- **Short exercise A**: Return the lines of the entries unchanged, from the line containing "crossing cable pattern." through the end of the entries, both included. Leave the pictures out of your answer.

-- Start Text --

# Importing from China



## olatc (21 Apr 2010)

Hi

I have identifed a manufacturer of good quality sports shoes in China. We will be placing an order with them shortly. First order is 1500 pairs of shoes. As this is new territory for me I am looking for some info from anyone who is or has imported from China.

I want to knwo how shipping is handled. Does the manufatcurer in China organise shipping and delivery direct to my premises or just to the port. Do i Need to organise my own delivery from Port. If so what are the costs of getting a container unloaded and is there other costs involved.

Any advice on what I need to be aware of getting the products from China to my door would be gratefull accepted. I m getting lots of conflicting info from people to date and have found this forum provides accurate info in the past.

Many Thanks in advance.


----------



## suemoo1 (21 Apr 2010)

Buzz any freight company and they will advise re vat and containers etc


----------



## olatc (21 Apr 2010)

Thanks for the info


----------



## Sconhome (21 Apr 2010)

Olatc

I imported from India and can inform you that the shipping was covered in the purchase price to Dublin port.

I had to deal with the customs clearance and pay the excise duty in Dublin before the goods would be released. This can be done through the shipping company for a fee.

Then I paid for delivery from Dublin port to my own storage and had a set period of time to unload, again at my cost.

If the goods are held in Dublin port this will be to your cost as the container is taking up valuable time and space. There are daily charges for this.

The shipping company MSC were the carriers all the way through which made it easier as there was one point of contact.

Payment was set up that once the delivery hit the port and acknowledgment was confirmed, payment by IBAN went through from our own bank.


----------



## Niall72 (21 Apr 2010)

I used to import from China, you pay money for goods and delivery / courier / - transfer to manufacture. They organize delivery. They should give you tracking number to let you track your goods. You can see on DHL/TNT/UPS etc. website where actually is package. When the goods arrived to Ireland than like DHL call to you to let you know how much you have to pay for VAT and other fee. TNT and UPS they never call before delivery to me. So you may be surprised that you have to pay at door if you don't know where is package. I recommend to track package. If you want to have the same courier for long time you can sign contract with them. Courier should give you VAT an fee bill or post to you.

-- End Text --

- **Short exercise B**: Name every shipping or courier company mentioned in the thread about importing from China.

-- Start Entries provided --

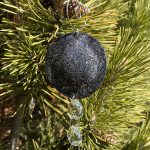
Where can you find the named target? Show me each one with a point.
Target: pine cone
(75, 8)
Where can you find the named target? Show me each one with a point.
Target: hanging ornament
(75, 64)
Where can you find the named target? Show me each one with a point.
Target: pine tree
(116, 116)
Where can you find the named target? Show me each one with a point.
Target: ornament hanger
(85, 11)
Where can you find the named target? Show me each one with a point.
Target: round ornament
(75, 64)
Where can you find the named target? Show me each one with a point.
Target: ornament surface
(75, 64)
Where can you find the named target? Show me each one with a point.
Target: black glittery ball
(75, 64)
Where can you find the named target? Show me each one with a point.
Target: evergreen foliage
(116, 116)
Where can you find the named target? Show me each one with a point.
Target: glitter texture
(75, 64)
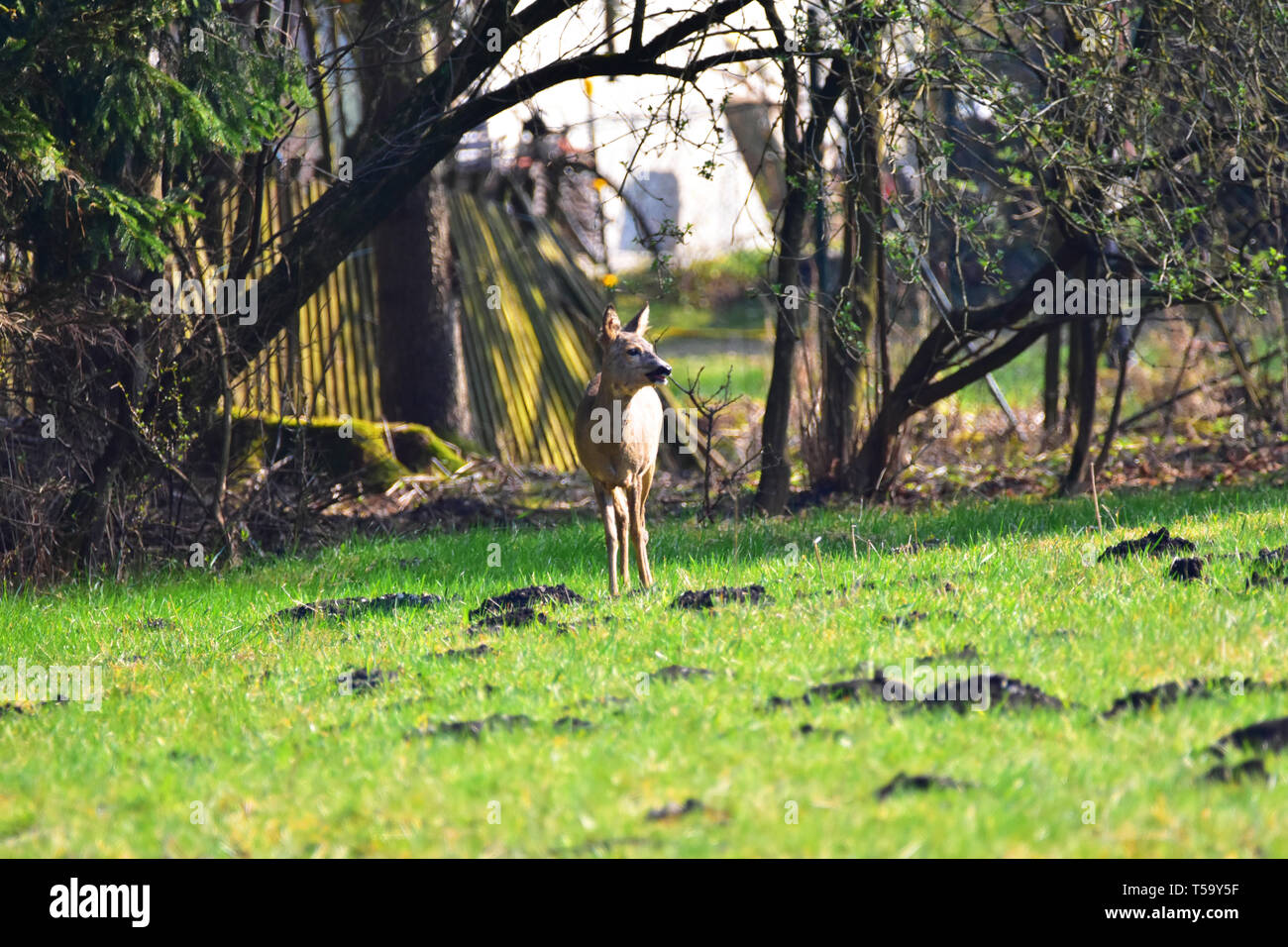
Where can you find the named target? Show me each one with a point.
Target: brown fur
(621, 463)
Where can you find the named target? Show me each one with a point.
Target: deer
(617, 432)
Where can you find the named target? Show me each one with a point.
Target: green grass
(248, 720)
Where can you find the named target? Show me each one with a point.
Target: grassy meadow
(223, 733)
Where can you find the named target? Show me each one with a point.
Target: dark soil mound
(473, 728)
(1258, 581)
(902, 783)
(1003, 690)
(362, 680)
(681, 672)
(353, 607)
(526, 598)
(1274, 561)
(1172, 690)
(1185, 570)
(707, 598)
(572, 723)
(464, 652)
(1249, 770)
(1158, 543)
(853, 689)
(1267, 736)
(675, 809)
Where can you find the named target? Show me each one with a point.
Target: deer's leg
(635, 495)
(645, 486)
(608, 513)
(622, 512)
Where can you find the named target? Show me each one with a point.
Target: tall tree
(420, 351)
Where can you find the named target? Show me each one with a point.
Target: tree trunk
(800, 159)
(1051, 385)
(419, 338)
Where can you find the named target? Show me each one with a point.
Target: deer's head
(630, 363)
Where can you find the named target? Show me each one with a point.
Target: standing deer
(617, 431)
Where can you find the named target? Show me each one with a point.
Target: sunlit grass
(219, 715)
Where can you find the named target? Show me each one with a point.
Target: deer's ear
(610, 328)
(639, 325)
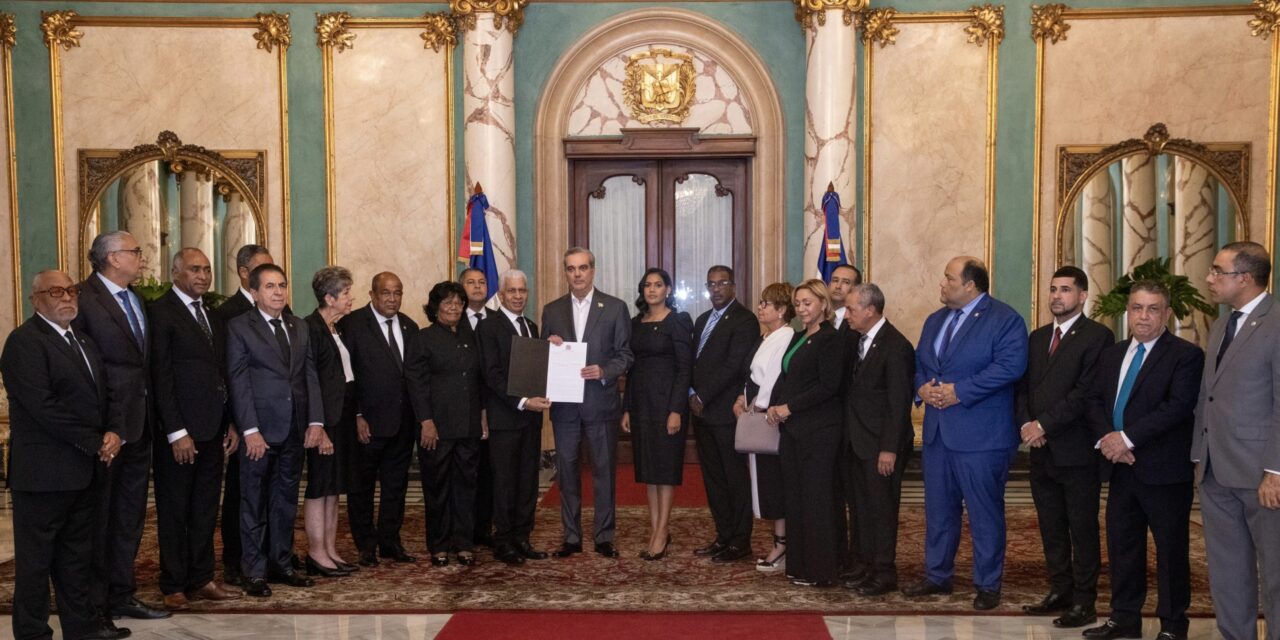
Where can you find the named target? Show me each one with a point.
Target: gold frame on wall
(983, 27)
(334, 33)
(272, 35)
(1048, 22)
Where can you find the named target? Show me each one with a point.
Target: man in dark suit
(725, 339)
(188, 376)
(275, 397)
(1065, 483)
(878, 435)
(58, 415)
(247, 257)
(376, 337)
(1238, 429)
(602, 321)
(970, 356)
(515, 425)
(476, 286)
(1142, 412)
(113, 316)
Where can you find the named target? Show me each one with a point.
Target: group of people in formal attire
(231, 405)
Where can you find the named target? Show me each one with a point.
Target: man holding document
(602, 323)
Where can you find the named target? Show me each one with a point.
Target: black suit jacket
(329, 373)
(1160, 415)
(188, 371)
(878, 397)
(56, 410)
(810, 384)
(127, 368)
(725, 361)
(380, 384)
(493, 336)
(1055, 391)
(444, 380)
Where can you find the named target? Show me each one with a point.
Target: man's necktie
(280, 339)
(202, 320)
(1127, 388)
(394, 344)
(133, 318)
(707, 332)
(950, 333)
(1230, 336)
(74, 343)
(1057, 338)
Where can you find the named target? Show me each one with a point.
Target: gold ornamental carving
(506, 13)
(273, 31)
(1047, 22)
(659, 86)
(60, 30)
(813, 13)
(442, 31)
(332, 31)
(986, 22)
(877, 26)
(1266, 18)
(8, 31)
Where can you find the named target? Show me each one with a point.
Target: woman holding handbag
(773, 311)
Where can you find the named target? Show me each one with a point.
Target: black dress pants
(53, 538)
(187, 515)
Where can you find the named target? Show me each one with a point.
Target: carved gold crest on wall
(659, 86)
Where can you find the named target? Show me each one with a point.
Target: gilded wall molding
(813, 13)
(877, 26)
(508, 14)
(1047, 22)
(332, 31)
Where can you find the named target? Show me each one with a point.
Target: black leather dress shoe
(1110, 630)
(1077, 616)
(132, 608)
(256, 586)
(986, 600)
(1052, 603)
(398, 554)
(529, 552)
(711, 549)
(731, 553)
(289, 579)
(926, 588)
(567, 549)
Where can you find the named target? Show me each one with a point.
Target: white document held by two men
(565, 365)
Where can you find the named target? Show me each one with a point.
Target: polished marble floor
(425, 627)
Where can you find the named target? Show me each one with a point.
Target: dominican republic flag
(476, 248)
(832, 252)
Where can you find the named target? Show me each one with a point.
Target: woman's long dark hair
(666, 279)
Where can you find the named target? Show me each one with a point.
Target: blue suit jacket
(984, 361)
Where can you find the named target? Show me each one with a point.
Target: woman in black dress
(443, 370)
(807, 403)
(657, 400)
(327, 464)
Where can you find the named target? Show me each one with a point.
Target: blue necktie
(1127, 388)
(133, 318)
(950, 333)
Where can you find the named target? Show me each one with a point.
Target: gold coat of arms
(659, 86)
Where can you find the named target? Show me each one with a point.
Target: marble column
(489, 129)
(1194, 238)
(141, 214)
(196, 213)
(238, 229)
(1097, 233)
(828, 124)
(1139, 240)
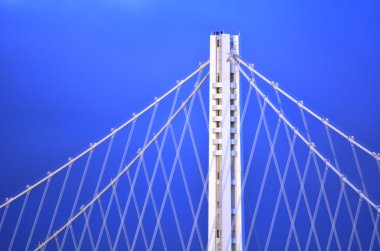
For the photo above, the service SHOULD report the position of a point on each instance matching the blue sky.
(71, 70)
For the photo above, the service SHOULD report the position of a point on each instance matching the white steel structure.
(224, 212)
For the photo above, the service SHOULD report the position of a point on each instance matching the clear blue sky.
(71, 70)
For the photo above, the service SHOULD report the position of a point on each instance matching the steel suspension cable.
(312, 147)
(126, 168)
(274, 85)
(95, 145)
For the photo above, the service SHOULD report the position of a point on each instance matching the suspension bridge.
(225, 160)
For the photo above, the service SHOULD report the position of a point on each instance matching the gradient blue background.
(71, 70)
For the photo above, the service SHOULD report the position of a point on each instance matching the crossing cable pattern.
(94, 239)
(281, 167)
(137, 157)
(315, 156)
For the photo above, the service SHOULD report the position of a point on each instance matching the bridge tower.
(225, 194)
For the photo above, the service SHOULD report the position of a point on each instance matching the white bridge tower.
(225, 195)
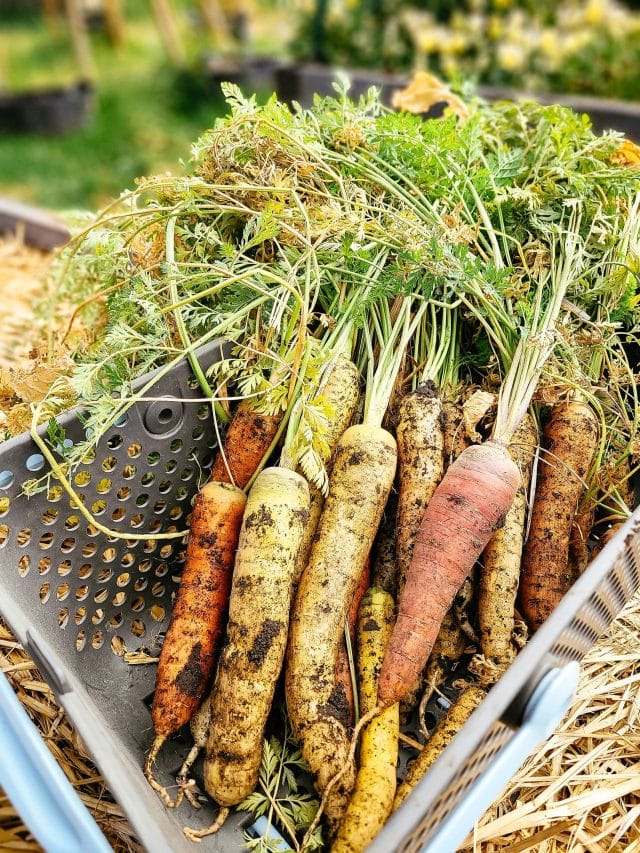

-- End Entries provided --

- **Correct response A**:
For the photo above, the service SHOULD report the position of a point on each instance matching the crossing cable pattern.
(94, 239)
(281, 167)
(137, 157)
(315, 156)
For the photo above, the service SHOULD report the position of a point on each instance matching the bridge tower.
(225, 194)
For the photo above, the service SHOULD report the position of a point on each instance matching the white bridge tower.
(225, 195)

- **Correct response B**: MSC, DHL, TNT, UPS